_Fragmento del documento_
● ● ● ● ● ● ●

El caldo era maravilloso, supongo que un viajero precavido y algo aprehensivo hubiera visto en ese mercado, en ese puesto y en esa señora un avispero de gérmenes de todo tipo dispuestos a mandarme de regreso a casa con fiebres y retortijones, pero no, aquel caldo era delicado, sabroso, sin restos de grasa. El sabor del caldo me llevó de nuevo a mis visitas a Lardhy. Caldo de pollo con verduras, poco más. Sencillo y humilde. Tomé muchas sopas en Tailandia, todas ellas deliciosas, cada una distinta. Las tomaba incluso de desayuno. Cada una de las sopas del viaje a Tailandia merece una entrada completa en el blog, sin duda las tendrán, hay tiempo.

● ● ● ● ● ● ●

_Serie de ejercicios_
[A] Resume en dos oraciones el fragmento sobre el caldo.
[B] Traduce al inglés la oración "Tomé muchas sopas en Tailandia, todas ellas deliciosas, cada una distinta." del fragmento sobre el caldo.

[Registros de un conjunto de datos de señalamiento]
● ● ● ● ● ● ●

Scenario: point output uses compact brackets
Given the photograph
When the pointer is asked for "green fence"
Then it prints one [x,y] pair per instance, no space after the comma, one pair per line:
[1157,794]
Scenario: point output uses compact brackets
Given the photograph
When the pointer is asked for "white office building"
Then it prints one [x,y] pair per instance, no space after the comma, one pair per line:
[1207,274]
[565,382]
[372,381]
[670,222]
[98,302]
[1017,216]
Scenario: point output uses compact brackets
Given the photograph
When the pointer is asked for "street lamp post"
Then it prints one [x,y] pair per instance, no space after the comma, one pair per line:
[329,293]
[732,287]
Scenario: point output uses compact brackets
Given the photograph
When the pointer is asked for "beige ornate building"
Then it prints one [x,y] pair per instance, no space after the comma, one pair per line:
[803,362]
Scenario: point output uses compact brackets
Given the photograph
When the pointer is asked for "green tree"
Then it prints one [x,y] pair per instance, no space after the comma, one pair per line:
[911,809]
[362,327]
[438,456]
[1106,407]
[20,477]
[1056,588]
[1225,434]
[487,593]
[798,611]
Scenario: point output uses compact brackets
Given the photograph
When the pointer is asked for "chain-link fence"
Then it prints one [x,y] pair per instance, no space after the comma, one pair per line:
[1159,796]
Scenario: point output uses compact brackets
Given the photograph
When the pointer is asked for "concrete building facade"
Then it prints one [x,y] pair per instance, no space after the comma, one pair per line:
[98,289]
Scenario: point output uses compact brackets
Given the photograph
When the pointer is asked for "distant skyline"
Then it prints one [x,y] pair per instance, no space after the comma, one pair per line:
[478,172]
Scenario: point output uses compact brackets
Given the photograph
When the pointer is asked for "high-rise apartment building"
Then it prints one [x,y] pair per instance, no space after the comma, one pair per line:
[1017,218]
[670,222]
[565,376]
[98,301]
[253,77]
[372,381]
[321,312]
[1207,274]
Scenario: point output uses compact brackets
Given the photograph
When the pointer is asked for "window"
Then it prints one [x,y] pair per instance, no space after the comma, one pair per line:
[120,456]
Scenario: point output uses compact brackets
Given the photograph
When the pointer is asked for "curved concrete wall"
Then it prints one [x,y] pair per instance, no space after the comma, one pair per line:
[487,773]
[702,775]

● ● ● ● ● ● ●

_Respuestas_
[A] El caldo de pollo con verduras del puesto del mercado resultó delicado, sabroso y sin restos de grasa, y su sabor trajo de vuelta las visitas a Lardhy. En Tailandia se tomaron muchas sopas, todas deliciosas y distintas, incluso de desayuno, y cada una merece una entrada completa en el blog.

[B] I had many soups in Thailand, all of them delicious, each one different.